提示された文章:
+-------+

映画『街の灯』その後

映画

開演前

こんにちは。
今年55歳、犬好きギター少年mitsuru..です。
今回は、私の大好きな映画、チャップリンの『街の灯』について語って行きたいと思います。

●チャップリンさんとは・・・

あなたは、チャールズ・チャップリンという人物をご存じですか?
チャールズ・スペンサー・チャップリン(Sir Charles Spencer Chaplin):
1889年イギリス生まれの映画俳優,映画監督,脚本家,作曲家。
サイレント(無声)映画時代に一世を風靡した世界の喜劇王であるのと同時に、数多くの大ヒット映画を世に出した世紀の映画プロデューサーでもあります。
山高帽に大きなドタ靴、チョビ髭にステッキという扮装のキャラキターと言えば思い当たるでしょうか。
そのコミカルな立ち居振る舞いによるドタバタコメディーは現代に至るお笑い芸の基礎となっています。
笑いだけではなく、悲哀をも包み込むストーリー、社会問題や戦争にまで切り込む情熱は、コメディアンの枠をはるかに超えた偉人でした。

+-------+

データの行:
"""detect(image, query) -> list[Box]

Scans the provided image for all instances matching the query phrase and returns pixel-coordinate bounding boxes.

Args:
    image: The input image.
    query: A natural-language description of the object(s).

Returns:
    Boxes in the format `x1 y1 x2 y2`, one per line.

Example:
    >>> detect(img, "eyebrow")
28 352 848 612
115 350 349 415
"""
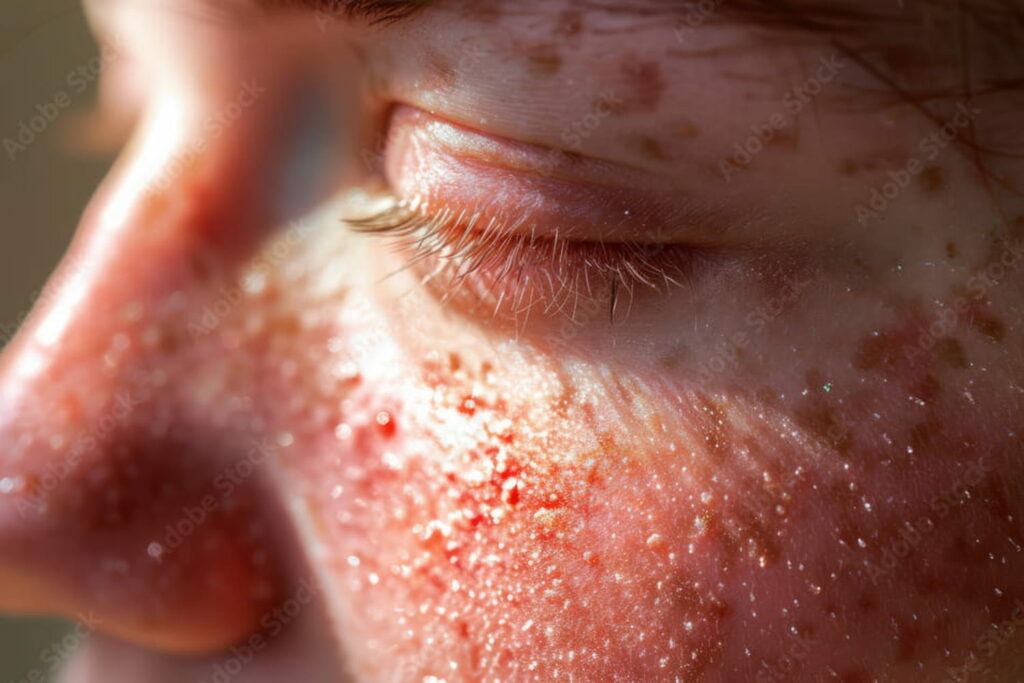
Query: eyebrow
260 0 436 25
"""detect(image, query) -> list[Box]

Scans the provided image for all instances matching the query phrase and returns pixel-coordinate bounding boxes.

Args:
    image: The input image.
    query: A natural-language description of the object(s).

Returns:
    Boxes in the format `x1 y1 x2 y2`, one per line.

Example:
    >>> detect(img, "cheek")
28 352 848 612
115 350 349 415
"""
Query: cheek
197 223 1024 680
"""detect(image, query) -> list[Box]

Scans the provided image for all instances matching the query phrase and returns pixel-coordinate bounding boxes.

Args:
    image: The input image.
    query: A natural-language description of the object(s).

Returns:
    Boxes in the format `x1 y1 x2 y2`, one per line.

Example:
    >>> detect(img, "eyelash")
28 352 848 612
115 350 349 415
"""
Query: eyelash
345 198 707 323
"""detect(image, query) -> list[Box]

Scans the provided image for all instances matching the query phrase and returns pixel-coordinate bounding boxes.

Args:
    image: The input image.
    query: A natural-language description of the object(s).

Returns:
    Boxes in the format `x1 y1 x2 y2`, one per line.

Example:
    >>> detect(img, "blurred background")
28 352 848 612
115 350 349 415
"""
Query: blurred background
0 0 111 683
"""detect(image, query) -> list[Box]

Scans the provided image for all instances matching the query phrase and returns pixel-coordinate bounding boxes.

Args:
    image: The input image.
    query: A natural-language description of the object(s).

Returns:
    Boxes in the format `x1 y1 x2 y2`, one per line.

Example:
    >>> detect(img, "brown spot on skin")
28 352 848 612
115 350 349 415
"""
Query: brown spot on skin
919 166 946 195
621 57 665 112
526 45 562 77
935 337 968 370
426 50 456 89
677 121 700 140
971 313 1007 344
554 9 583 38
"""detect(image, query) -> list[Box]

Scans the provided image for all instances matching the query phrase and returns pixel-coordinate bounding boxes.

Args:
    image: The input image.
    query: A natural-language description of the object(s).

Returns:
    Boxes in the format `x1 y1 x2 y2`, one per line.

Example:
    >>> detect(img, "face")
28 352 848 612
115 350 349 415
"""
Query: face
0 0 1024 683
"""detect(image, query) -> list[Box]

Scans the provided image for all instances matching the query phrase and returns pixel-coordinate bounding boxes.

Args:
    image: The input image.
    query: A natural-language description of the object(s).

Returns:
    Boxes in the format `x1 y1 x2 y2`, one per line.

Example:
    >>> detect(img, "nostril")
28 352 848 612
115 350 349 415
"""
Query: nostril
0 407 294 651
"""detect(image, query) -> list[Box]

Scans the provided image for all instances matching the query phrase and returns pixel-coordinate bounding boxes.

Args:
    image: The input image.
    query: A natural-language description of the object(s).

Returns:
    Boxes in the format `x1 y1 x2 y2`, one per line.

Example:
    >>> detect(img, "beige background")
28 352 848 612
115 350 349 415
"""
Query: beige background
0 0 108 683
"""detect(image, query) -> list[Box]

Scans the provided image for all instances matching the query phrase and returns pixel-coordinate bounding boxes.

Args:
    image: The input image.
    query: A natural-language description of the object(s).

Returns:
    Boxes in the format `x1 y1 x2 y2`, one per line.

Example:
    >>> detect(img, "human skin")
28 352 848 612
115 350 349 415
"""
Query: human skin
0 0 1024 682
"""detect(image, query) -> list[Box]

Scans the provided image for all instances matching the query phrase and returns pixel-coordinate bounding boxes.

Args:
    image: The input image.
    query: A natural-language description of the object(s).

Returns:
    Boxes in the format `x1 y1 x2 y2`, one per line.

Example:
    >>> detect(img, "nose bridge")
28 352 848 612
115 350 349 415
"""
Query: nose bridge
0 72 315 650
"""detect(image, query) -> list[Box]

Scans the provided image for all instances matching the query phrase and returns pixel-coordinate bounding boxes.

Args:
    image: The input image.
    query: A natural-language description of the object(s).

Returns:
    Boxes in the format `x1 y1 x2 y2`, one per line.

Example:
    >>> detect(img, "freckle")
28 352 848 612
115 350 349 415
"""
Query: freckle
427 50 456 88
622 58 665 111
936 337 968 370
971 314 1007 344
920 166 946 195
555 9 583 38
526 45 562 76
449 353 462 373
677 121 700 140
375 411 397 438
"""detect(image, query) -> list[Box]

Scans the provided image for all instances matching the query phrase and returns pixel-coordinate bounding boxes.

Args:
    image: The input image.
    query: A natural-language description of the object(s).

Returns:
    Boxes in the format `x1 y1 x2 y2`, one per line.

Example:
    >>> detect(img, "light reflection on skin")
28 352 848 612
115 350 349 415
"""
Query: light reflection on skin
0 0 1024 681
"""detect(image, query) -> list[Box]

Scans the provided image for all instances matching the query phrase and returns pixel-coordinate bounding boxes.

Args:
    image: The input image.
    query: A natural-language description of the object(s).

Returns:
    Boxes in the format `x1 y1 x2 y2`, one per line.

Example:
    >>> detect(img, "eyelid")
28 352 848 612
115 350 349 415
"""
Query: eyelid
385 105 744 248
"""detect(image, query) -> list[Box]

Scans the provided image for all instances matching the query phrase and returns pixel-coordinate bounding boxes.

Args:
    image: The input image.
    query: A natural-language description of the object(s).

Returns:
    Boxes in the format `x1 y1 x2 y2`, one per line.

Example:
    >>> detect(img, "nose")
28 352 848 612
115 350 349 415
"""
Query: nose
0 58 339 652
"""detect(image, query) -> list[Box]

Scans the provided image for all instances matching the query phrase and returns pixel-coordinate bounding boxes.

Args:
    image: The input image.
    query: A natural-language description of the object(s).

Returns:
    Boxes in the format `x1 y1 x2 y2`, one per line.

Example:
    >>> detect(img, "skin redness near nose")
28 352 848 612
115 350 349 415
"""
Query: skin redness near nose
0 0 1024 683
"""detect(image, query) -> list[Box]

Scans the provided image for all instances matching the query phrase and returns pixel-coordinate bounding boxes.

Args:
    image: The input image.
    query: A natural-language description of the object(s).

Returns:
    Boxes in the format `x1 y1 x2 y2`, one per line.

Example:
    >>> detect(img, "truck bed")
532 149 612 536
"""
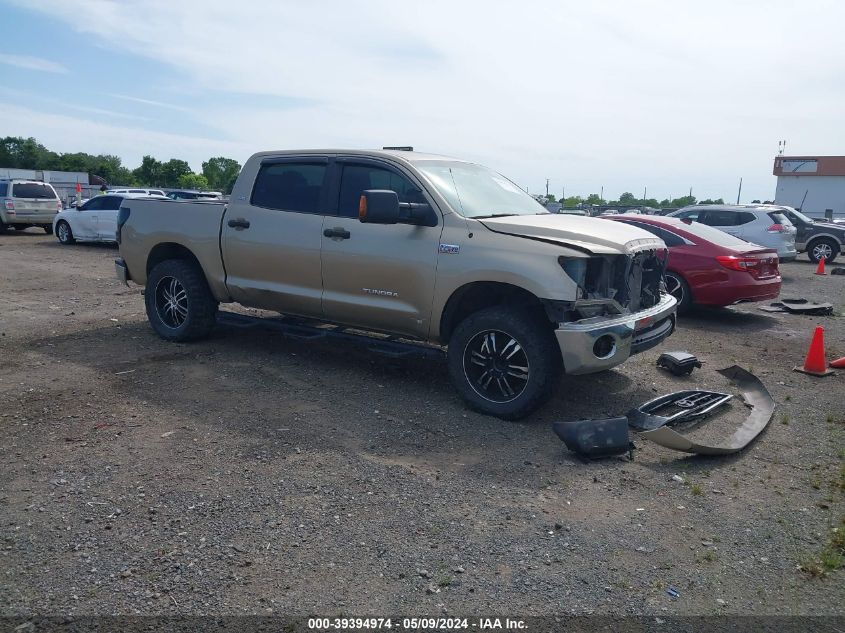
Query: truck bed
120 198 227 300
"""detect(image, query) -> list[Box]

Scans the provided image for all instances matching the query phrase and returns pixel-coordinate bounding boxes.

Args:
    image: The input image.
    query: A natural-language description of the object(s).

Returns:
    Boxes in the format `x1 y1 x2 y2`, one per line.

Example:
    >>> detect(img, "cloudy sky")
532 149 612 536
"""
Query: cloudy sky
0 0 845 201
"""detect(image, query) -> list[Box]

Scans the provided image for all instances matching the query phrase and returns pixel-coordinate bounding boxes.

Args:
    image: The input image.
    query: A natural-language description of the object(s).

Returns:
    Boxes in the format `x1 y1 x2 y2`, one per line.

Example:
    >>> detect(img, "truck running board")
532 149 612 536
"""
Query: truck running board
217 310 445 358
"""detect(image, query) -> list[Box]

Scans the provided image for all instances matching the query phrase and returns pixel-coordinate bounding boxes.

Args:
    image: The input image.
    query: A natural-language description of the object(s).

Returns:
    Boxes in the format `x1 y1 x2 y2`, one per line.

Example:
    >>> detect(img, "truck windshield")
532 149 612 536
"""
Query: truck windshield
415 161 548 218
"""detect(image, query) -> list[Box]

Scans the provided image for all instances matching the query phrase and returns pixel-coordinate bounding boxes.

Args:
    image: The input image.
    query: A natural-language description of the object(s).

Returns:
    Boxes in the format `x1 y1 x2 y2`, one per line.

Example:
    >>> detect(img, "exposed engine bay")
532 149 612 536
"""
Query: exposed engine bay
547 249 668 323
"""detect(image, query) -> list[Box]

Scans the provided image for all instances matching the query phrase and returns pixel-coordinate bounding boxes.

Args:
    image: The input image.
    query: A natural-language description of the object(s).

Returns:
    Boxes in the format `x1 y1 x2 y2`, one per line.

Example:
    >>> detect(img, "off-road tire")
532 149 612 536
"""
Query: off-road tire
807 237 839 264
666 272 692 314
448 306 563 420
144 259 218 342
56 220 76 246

+-------+

やること:
**A)** データの行の最初の行から「345 198 707 323」を含む行までについて、「natural-language description」を「plain-language description」に変えて、もう一度書き出してください。ほかのところはそのままにし、画像は入れないでください。
**B)** チャップリンの映画『街の灯』について語る文章を、途切れたところから続けて書いてください。

期待される結果:
**A)**
"""detect(image, query) -> list[Box]

Scans the provided image for all instances matching the query phrase and returns pixel-coordinate bounding boxes.

Args:
    image: The input image.
    query: A plain-language description of the object(s).

Returns:
    Boxes in the format `x1 y1 x2 y2`, one per line.

Example:
    >>> detect(img, "eyebrow")
28 352 848 612
115 350 349 415
"""
Query: eyebrow
260 0 436 25
"""detect(image, query) -> list[Box]

Scans the provided image for all instances matching the query phrase and returns pixel-coordinate bounding boxes.

Args:
    image: The input image.
    query: A plain-language description of the object(s).

Returns:
    Boxes in the format `x1 y1 x2 y2`, one per line.

Example:
    >>> detect(img, "cheek")
28 352 848 612
115 350 349 415
"""
Query: cheek
197 223 1024 680
"""detect(image, query) -> list[Box]

Scans the provided image for all instances matching the query phrase and returns pixel-coordinate bounding boxes.

Args:
    image: The input image.
    query: A plain-language description of the object(s).

Returns:
    Boxes in the format `x1 y1 x2 y2`, one per line.

Example:
    >>> detect(img, "eyelash")
28 352 848 612
115 350 349 415
"""
Query: eyelash
345 198 707 323

**B)**
主演・監督した公式作品は82本存在し、代表作品は、『キッド(The KID)』,『黄金狂時代(The Gold Rush)』,『サーカス(The Circus)』,『街の灯(City Light)』,『モダンタイムス(Modern Times』,『独裁者(The Great Dictator)』などが挙げられます。

●『街の灯』とは・・・

その中でもチャップリンの最高傑作として高く評価されているのが『街の灯』。
1931年のチャールズ・チャップリン主演・監督・脚本・制作・作曲のアメリカ映画で、それまでの無声映画に伴奏音楽と音響が入ったサウンド版として制作された初めての作品でした。
制作に3年という期間をかけ、特に大事な冒頭3分間のシーンに342回ものNGを出し、そのシーンだけのために1年以上かけて撮り直されたという徹底的な力作。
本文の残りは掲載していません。